*GIVEN REQUEST 1*. In the mailing-list thread about NCBIWWW.qblast run times, list every sentence of the quoted message from Peter Cock, leaving out the greeting.
*GIVEN REQUEST 2*. From the mailing-list thread about NCBIWWW.qblast run times, extract word for word the part that opens with the words containing "Mon Jun 22 14:49:34" and closes with "of the program.".

*PASSAGE PROVIDED*.

--- begin ---

[Biopython-dev] NCBIWWW.qblast: Question about expected run time and time outs

Mon Jun 22 14:49:34 UTC 2015

Hi Peter,

Unfortunately, I think that might not be an option for me. The software I'm
trying to write is meant to be an open-source tool that researchers would
just be able to use without extensive set up required. I'm afraid that I
won't be able to ask people to install standalone BLAST and learn to use
computer clusters, without losing the accessibility of the program.

Do you think that this is really the BLAST server being busy? As I said, I
didn't have any problems for a long time. The average time to get a BLAST
result back would be about 6-7 minutes. Now I just don't get through.

Best,
Lev

On Mon, Jun 22, 2015 at 4:03 AM, Peter Cock <p.j.a.cock at googlemail.com>
wrote:

> Hi Lev,
>
> My usual advice when dealing with any large-scale BLAST
> search is to download the NCBI database and use standalone
> BLAST+ locally, rather than the NCBI web-service which
> can be busy - especially during USA working hours.
>
> Do you have access to a local Linux cluster or similar? It is
> very likely there are people in your department/university
> already doing this - often the SysAdmin will keep a single
> shared copy of the databases up to date for everyone to
> use.
>
> (You would likely need to do some post-filtering to remove
> any Ciliata hits since the Entrez query option is only available
> when running BLAST at the NCBI.)

--- end ---

*EXTRACTED RECORDS*.
--- begin ---

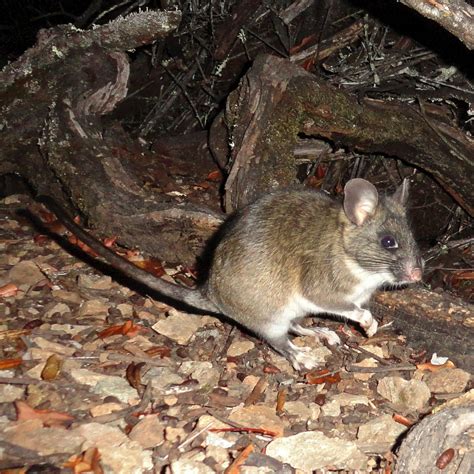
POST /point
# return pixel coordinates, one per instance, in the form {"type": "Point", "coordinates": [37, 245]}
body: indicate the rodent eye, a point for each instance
{"type": "Point", "coordinates": [389, 242]}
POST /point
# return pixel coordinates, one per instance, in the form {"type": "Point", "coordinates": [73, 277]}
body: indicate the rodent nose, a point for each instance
{"type": "Point", "coordinates": [415, 274]}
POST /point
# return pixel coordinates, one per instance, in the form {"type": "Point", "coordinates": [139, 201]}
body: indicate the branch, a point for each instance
{"type": "Point", "coordinates": [455, 16]}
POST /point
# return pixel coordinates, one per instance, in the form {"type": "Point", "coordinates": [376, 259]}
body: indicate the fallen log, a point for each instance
{"type": "Point", "coordinates": [53, 99]}
{"type": "Point", "coordinates": [278, 102]}
{"type": "Point", "coordinates": [436, 322]}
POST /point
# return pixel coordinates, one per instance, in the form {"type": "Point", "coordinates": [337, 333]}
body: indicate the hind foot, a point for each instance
{"type": "Point", "coordinates": [324, 334]}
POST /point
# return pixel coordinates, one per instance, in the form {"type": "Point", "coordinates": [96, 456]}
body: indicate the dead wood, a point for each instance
{"type": "Point", "coordinates": [441, 442]}
{"type": "Point", "coordinates": [277, 102]}
{"type": "Point", "coordinates": [454, 15]}
{"type": "Point", "coordinates": [436, 322]}
{"type": "Point", "coordinates": [53, 99]}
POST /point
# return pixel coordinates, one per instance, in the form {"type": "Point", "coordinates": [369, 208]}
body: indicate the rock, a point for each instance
{"type": "Point", "coordinates": [93, 308]}
{"type": "Point", "coordinates": [60, 308]}
{"type": "Point", "coordinates": [258, 416]}
{"type": "Point", "coordinates": [31, 434]}
{"type": "Point", "coordinates": [380, 430]}
{"type": "Point", "coordinates": [25, 274]}
{"type": "Point", "coordinates": [237, 348]}
{"type": "Point", "coordinates": [179, 327]}
{"type": "Point", "coordinates": [331, 408]}
{"type": "Point", "coordinates": [313, 450]}
{"type": "Point", "coordinates": [406, 395]}
{"type": "Point", "coordinates": [350, 400]}
{"type": "Point", "coordinates": [68, 296]}
{"type": "Point", "coordinates": [162, 378]}
{"type": "Point", "coordinates": [174, 435]}
{"type": "Point", "coordinates": [299, 409]}
{"type": "Point", "coordinates": [49, 347]}
{"type": "Point", "coordinates": [364, 376]}
{"type": "Point", "coordinates": [106, 385]}
{"type": "Point", "coordinates": [95, 282]}
{"type": "Point", "coordinates": [10, 393]}
{"type": "Point", "coordinates": [148, 432]}
{"type": "Point", "coordinates": [105, 409]}
{"type": "Point", "coordinates": [203, 372]}
{"type": "Point", "coordinates": [220, 455]}
{"type": "Point", "coordinates": [118, 454]}
{"type": "Point", "coordinates": [186, 466]}
{"type": "Point", "coordinates": [447, 380]}
{"type": "Point", "coordinates": [126, 310]}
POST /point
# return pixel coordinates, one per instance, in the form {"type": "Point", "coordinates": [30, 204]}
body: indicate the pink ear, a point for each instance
{"type": "Point", "coordinates": [360, 200]}
{"type": "Point", "coordinates": [401, 194]}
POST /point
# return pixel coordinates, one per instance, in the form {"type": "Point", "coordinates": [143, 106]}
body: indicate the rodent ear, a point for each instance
{"type": "Point", "coordinates": [401, 194]}
{"type": "Point", "coordinates": [360, 200]}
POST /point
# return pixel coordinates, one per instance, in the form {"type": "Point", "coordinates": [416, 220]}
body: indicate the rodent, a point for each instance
{"type": "Point", "coordinates": [293, 253]}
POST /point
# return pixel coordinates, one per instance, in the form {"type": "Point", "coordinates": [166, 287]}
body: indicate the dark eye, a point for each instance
{"type": "Point", "coordinates": [389, 242]}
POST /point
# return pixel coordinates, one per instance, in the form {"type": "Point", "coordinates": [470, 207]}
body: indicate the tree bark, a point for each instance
{"type": "Point", "coordinates": [53, 99]}
{"type": "Point", "coordinates": [435, 322]}
{"type": "Point", "coordinates": [456, 16]}
{"type": "Point", "coordinates": [276, 102]}
{"type": "Point", "coordinates": [425, 449]}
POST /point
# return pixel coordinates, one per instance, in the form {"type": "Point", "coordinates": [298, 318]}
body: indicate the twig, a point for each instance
{"type": "Point", "coordinates": [369, 370]}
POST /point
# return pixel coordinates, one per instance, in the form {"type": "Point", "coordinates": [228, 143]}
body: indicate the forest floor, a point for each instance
{"type": "Point", "coordinates": [98, 377]}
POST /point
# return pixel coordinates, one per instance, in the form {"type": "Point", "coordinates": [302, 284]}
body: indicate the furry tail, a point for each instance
{"type": "Point", "coordinates": [178, 293]}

--- end ---

*TASK RESPONSE 1*.
1. My usual advice when dealing with any large-scale BLAST search is to download the NCBI database and use standalone BLAST+ locally, rather than the NCBI web-service which can be busy - especially during USA working hours.
2. Do you have access to a local Linux cluster or similar?
3. It is very likely there are people in your department/university already doing this - often the SysAdmin will keep a single shared copy of the databases up to date for everyone to use.
4. (You would likely need to do some post-filtering to remove any Ciliata hits since the Entrez query option is only available when running BLAST at the NCBI.)

*TASK RESPONSE 2*.
Mon Jun 22 14:49:34 UTC 2015

Hi Peter,

Unfortunately, I think that might not be an option for me. The software I'm
trying to write is meant to be an open-source tool that researchers would
just be able to use without extensive set up required. I'm afraid that I
won't be able to ask people to install standalone BLAST and learn to use
computer clusters, without losing the accessibility of the program.